--- Instructions to follow ---
Pick out every line in the material below that contains the word "forearm" and copy each one. Capital and lowercase letters must match.

--- Source material ---
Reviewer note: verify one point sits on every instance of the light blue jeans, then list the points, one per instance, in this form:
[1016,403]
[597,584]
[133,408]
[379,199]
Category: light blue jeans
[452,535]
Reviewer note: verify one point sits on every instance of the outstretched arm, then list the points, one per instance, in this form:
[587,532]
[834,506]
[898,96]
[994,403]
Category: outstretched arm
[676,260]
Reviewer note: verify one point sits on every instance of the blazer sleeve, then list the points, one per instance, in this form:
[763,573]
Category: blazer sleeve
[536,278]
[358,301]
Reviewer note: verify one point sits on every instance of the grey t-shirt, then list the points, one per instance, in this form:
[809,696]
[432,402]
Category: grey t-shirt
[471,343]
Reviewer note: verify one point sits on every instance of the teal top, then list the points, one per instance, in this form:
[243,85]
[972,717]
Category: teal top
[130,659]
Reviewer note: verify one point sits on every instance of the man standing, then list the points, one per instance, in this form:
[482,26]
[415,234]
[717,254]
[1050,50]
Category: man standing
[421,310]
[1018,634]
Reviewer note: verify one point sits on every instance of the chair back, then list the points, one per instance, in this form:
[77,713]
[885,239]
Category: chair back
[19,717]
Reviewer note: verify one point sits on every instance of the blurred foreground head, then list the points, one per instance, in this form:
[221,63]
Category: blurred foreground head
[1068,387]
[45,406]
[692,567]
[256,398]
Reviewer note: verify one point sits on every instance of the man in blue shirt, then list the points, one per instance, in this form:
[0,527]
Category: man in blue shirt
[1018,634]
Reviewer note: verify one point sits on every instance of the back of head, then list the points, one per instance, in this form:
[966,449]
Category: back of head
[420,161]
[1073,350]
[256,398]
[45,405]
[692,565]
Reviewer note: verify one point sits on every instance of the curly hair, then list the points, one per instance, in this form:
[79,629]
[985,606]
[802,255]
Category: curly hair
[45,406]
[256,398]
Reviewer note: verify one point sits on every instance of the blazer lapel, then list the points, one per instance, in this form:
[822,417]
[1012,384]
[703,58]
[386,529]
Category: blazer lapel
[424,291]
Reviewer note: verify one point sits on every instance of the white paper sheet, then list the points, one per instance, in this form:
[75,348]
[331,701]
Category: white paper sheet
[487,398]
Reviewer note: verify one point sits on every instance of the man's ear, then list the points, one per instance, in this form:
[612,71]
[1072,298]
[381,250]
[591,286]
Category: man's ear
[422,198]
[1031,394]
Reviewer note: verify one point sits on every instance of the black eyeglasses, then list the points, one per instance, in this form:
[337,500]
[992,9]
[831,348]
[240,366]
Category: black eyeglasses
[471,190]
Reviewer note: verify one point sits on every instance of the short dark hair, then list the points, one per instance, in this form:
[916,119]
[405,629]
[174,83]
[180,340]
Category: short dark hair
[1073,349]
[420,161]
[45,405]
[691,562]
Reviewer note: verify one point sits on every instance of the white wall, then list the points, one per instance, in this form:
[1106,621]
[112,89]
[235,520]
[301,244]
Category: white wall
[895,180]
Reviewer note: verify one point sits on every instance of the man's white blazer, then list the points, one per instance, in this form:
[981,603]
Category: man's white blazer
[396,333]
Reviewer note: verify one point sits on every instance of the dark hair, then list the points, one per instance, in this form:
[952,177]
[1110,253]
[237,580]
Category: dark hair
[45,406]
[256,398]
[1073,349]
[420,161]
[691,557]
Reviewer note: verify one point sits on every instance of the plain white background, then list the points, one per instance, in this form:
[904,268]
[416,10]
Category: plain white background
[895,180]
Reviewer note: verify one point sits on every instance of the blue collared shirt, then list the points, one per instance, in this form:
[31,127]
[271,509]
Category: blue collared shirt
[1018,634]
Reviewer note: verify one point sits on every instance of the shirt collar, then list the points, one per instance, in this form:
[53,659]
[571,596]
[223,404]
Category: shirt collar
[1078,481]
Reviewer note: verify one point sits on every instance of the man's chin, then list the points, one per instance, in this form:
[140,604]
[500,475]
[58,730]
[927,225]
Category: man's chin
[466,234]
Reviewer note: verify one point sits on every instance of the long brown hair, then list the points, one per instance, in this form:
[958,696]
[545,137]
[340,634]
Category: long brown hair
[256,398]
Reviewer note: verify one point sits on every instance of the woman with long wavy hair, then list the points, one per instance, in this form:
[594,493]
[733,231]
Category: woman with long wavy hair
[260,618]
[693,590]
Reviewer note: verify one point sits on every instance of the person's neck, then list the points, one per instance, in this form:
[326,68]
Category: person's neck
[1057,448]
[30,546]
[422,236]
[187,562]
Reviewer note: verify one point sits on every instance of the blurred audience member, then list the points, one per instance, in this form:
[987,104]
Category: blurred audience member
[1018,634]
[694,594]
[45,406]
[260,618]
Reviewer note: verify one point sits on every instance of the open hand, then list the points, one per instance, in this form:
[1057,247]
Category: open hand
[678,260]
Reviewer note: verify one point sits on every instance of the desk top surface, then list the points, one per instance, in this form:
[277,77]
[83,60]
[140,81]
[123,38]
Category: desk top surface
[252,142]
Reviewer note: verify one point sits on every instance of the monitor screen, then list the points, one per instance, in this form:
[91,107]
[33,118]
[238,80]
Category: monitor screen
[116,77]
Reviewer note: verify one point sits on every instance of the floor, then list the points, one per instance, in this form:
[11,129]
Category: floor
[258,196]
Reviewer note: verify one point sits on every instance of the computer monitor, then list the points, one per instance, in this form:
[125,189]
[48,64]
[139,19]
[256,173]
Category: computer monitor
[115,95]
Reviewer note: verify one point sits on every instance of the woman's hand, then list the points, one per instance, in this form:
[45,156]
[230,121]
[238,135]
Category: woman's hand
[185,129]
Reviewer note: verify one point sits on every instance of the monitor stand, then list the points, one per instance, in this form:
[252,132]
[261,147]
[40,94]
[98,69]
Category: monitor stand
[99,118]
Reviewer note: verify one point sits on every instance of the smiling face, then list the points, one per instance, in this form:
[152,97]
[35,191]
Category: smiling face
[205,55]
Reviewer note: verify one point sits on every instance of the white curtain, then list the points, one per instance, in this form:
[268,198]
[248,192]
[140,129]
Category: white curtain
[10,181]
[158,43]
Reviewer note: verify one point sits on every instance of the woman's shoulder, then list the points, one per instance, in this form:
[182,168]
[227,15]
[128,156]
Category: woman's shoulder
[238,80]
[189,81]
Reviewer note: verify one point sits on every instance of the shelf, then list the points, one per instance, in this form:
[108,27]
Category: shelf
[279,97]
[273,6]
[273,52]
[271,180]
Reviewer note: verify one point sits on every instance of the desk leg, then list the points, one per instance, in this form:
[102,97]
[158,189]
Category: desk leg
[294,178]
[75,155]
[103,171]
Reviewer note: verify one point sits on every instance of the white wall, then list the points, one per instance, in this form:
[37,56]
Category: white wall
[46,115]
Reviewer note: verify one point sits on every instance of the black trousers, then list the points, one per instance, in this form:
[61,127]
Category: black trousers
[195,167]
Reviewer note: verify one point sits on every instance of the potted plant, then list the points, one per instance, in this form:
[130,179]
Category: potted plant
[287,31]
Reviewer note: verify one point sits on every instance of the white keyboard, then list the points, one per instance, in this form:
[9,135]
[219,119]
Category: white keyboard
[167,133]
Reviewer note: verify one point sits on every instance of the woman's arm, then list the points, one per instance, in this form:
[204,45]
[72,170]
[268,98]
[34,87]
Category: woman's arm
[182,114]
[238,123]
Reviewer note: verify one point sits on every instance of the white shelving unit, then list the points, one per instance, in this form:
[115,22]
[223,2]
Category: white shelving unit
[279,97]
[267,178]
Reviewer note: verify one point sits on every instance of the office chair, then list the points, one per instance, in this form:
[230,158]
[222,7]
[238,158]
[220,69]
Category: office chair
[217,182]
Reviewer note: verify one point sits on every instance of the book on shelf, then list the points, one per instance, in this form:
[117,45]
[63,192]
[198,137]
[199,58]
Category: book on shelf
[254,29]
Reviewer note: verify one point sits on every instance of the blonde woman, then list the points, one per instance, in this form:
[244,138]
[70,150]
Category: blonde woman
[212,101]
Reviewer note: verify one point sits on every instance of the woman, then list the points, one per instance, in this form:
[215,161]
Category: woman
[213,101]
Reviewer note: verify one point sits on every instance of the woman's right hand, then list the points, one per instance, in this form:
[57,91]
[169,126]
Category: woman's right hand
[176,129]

---

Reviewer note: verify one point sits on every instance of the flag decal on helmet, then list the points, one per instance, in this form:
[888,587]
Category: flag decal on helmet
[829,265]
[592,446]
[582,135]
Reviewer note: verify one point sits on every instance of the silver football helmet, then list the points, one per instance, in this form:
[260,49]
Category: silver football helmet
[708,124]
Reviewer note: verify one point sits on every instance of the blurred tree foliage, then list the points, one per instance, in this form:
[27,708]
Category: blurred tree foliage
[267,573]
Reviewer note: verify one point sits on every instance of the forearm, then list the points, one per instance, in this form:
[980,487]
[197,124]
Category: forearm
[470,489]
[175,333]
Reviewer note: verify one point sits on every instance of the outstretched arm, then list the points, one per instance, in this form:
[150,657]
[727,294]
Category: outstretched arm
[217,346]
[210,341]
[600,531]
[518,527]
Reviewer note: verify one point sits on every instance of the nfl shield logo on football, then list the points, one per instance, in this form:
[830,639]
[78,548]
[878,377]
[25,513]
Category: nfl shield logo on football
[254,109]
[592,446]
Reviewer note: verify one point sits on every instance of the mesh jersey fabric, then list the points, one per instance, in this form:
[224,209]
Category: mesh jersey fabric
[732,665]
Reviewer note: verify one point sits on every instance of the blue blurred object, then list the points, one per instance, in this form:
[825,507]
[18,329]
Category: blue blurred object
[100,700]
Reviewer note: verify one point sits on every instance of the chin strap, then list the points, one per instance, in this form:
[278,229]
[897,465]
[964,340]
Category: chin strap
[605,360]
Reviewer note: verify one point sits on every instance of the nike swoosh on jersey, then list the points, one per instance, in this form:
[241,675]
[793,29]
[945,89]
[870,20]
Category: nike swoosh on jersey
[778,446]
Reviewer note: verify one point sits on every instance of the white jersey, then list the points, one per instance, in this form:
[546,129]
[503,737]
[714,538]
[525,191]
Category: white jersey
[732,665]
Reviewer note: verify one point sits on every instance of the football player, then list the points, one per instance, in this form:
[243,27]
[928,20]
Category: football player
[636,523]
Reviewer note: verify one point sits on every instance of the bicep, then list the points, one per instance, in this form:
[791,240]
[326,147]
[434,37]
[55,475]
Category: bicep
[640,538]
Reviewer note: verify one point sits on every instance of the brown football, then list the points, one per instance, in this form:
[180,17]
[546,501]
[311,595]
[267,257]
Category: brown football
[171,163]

---

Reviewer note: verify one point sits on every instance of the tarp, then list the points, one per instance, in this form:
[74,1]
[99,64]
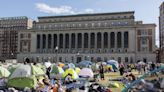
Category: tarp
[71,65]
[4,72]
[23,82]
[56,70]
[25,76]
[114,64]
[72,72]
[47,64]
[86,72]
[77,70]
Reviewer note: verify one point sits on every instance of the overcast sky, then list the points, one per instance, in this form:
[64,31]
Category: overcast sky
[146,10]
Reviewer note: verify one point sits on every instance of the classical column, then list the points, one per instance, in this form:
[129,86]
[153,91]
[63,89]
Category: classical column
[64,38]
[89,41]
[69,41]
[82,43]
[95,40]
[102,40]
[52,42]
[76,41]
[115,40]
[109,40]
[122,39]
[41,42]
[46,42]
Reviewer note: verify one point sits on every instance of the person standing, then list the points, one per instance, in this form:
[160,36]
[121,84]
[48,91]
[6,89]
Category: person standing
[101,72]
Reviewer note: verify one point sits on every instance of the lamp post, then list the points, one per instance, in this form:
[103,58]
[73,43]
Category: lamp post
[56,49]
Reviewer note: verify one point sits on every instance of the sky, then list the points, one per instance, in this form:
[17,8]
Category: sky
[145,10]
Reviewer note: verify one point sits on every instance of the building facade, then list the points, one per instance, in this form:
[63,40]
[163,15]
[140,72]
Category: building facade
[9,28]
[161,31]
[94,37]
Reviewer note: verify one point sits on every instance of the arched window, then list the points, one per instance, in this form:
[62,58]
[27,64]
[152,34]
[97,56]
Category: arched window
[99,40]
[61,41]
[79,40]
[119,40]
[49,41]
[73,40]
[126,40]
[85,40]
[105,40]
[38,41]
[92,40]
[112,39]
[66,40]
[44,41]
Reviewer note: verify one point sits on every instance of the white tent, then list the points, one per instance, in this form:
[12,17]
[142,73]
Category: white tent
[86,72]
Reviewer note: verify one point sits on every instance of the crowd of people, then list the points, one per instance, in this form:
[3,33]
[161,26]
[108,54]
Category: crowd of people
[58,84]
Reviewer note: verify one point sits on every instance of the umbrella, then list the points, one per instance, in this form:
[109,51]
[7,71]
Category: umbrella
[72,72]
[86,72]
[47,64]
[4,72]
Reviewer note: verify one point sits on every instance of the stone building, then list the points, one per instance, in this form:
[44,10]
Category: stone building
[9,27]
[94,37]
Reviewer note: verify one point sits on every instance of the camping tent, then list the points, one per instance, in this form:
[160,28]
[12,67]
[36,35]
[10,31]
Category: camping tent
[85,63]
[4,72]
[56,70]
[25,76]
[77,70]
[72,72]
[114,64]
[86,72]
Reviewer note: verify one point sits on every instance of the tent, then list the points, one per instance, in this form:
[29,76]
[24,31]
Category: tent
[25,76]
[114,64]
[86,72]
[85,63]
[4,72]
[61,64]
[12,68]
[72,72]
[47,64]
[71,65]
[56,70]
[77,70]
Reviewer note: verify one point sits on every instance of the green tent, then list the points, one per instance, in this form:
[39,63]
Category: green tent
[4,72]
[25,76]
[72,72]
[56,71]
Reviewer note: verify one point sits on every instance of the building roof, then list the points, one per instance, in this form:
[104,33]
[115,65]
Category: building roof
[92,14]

--- Exercise response ---
Reviewer note: verify one point sits on every instance of the forearm, then list the points, one per instance, in this form:
Category: forearm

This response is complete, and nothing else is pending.